- **YOUR GOAL**
Carry on the passage about unusual legal meanings of words beginning with B, starting right after its last sentence.

Yep, you’re right, no doubt about it: B is the “second letter of the English alphabet; … used to denote the second of a series of pages, notes, etc.”1

And B is for borg.

Honest.

The Legal Genealogist wouldn’t kid you. Well, not about that, at any rate. It really is for borg.

Not quite the borg you might be thinking of. Not a race of cybernetic beings, or cyborgs, from the Delta Quadrant.2

Which is unfortunate, since it’d be a lot more fun — but if you’ll pull out your own personal copy of the first edition of Black’s Law Dictionary on CD, you’ll find that a borg, in Saxon law, was a “pledge, pledge giver, or surety. The name given among the Saxons to the head of each family composing a tithing or decennary, each being the pledge for the good conduct of the others. Also the contract or engagement of suretyship; and the pledge given.”3

Just as we saw in A is for alternative meanings,4 the second letter of the alphabet also gives us plenty of examples of words that have common meanings in our day-to-day language … and very uncommon meanings in the law.

     • Think you know what a backside is? Nope, nope, nope. It’s an old term “formerly used in conveyances and also in pleading; it imports a yard at the back part of or behind a house, and belonging thereto.”5

     • Backwards may mean toward the back or in a reverse direction sometimes, but in a policy of marine insurance, it can mean “from port to port in the course of the voyage, and not merely from one terminus to the other and back.”6

     • A badger isn’t an animal. In old English law, it meant someone “who made a practice of buying corn or victuals in one place, and carrying them to another to sell and make profit by them.”7

     • Banality has nothing to do with being commonplace. In Canadian law, it’s the “right by virtue of which a lord subjects his vassals to grind at his mill, bake at his oven, etc.”8

     • A banyan isn’t a fig tree. In East Indian law, it’s a “merchant or shop-keeper” and the “word is used in Bengal to denote the native who manages the money concerns of a European, and sometimes serves him as an interpreter.”9

     • A bar isn’t where we’d both like to adjourn after a hard day at work, but rather a “partition or railing running across a court-room, intended to separate the general public from the space occupied by the judges, counsel, jury, and others concerned in the trial of a cause.”10

     • A basilica isn’t a great big building used as an early Christian church. It’s “a compilation of Roman and Greek law, prepared about A. D. 880 by the Emperor Basilius, and published by his successor, Leo the Philosopher. It was written in Greek, was mainly an abridgment of Justinian’s Corpus Juris, and comprised sixty books, only a portion of which are extant. It remained the law of the Eastern Empire until the fall of Constantinople, in 1453.”11

     • A berry isn’t something you eat. Also spelled “bury,” it’s a “villa or seat of habitation of a nobleman; a dwelling or mansion house; a sanctuary.”12

     • The word bi-scot has nothing whatsoever to do with the sexual orientation of people who live north of Hadrian’s Wall. In old English law, it was a “fine imposed for not repairing banks, ditches, and causeways.”13

     • And whatever you’re thinking, that’s not what bissextile means. It’s the “day which is added every fourth year to the month of February, in order to make the year agree with the course of the sun.” In other words, it’s Leap Day.14

     • Blinks isn’t the present tense of the verb for something you do with your eyes. In old English law, it meant “boughs broken down from trees and thrown in a way where deer are likely to pass.”15

     • A bum-bailiff wasn’t an incompetent court officer. It was a “person employed to dun one for a debt; a bailiff employed to arrest a debtor.”)16

     • And butts have nothing to do with backsides. In old English law, they were “short pieces of land left unplowed at the ends of fields, where the plow was turned about, (otherwise called “headlands,”) as sidelings were similar unplowed pieces on the sides” or a “place where bowmen meet to shoot at a mark.”17

Those are the kinds of words that B in the law is for. And, of course, B is also for the first part of B.C., which can be “before Christ,” but in the records we use day in and day out as genealogists is as likely to mean “bail court” or “bankruptcy cases.”18

And it’s also for the first part of B.S. which, alas, stands for “Bancus Superior, that is, upper bench,”19 and not the other term I for one am rather fond of using.

- **DATA LINES**
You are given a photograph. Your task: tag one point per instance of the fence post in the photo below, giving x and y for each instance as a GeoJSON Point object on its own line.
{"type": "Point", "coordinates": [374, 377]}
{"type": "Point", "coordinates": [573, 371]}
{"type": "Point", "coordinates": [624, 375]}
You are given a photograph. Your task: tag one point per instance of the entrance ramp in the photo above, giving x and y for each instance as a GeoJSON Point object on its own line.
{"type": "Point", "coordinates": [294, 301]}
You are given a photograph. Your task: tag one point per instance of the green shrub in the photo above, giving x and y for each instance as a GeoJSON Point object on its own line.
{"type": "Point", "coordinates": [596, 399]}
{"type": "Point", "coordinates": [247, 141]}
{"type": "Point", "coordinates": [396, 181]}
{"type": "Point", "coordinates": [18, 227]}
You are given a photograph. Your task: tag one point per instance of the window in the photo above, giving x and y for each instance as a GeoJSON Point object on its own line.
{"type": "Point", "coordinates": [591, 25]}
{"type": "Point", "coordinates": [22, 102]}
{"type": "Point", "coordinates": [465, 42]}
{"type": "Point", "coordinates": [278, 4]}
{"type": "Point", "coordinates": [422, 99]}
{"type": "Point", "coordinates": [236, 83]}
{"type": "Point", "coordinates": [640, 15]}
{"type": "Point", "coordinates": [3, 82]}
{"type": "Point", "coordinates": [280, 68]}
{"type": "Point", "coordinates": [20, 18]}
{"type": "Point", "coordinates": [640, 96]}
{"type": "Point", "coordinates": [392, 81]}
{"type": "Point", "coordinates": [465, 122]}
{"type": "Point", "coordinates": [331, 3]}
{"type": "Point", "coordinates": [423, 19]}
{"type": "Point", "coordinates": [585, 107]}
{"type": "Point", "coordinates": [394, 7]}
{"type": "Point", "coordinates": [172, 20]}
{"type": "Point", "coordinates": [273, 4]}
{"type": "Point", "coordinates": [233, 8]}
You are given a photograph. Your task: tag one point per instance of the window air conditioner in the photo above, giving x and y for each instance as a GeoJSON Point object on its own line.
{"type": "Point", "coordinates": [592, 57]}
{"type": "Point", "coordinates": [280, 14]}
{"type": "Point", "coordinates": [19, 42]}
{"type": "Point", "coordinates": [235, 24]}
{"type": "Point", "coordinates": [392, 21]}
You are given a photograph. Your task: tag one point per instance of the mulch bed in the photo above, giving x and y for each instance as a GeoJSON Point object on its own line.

- **RESULT OF THIS TASK**
Particularly to describe the state of affairs where borg doesn’t mean a race of cybernetic beings, or cyborgs, from the Delta Quadrant.

Resistance is futile.


 
SOURCES

Image: Open Clip Art Library

  1. Henry Campbell Black, A Dictionary of Law (St. Paul, Minn. : West, 1891), 112, “B.”
  2. Wikipedia (http://www.wikipedia.com), “Borg (Star Trek),” rev. 24 Jul 2012.
  3. Black, A Dictionary of Law, 147, “borg.”
  4. Judy G. Russell, “A is for alternative meanings,” The Legal Genealogist, posted 20 Jul 2012 (https://www.legalgenealogist.com/blog : accessed 9 Aug 2012).
  5. Black, A Dictionary of Law, 112, “backside.”
  6. Ibid., “backwards.”
  7. Ibid., 113, “badger.”
  8. Ibid., 117, “banality.”
  9. Ibid., 120, “banyan.”
  10. Ibid., “bar.”
  11. Ibid., 123, “basilica.”
  12. Ibid., 130, “berry.”
  13. Ibid., 138, “bi-scot.”
  14. Ibid., “bissextile.”
  15. Ibid., 141, “blinks.” And no, actually, I have no clue why anyone would do that. Maybe to make them easier to hear and so to hunt?
  16. Ibid., 157, “bum-bailiff.”
  17. Ibid., 160, “butts.”
  18. Ibid., 112, “B.C.”
  19. Ibid., “B.S.”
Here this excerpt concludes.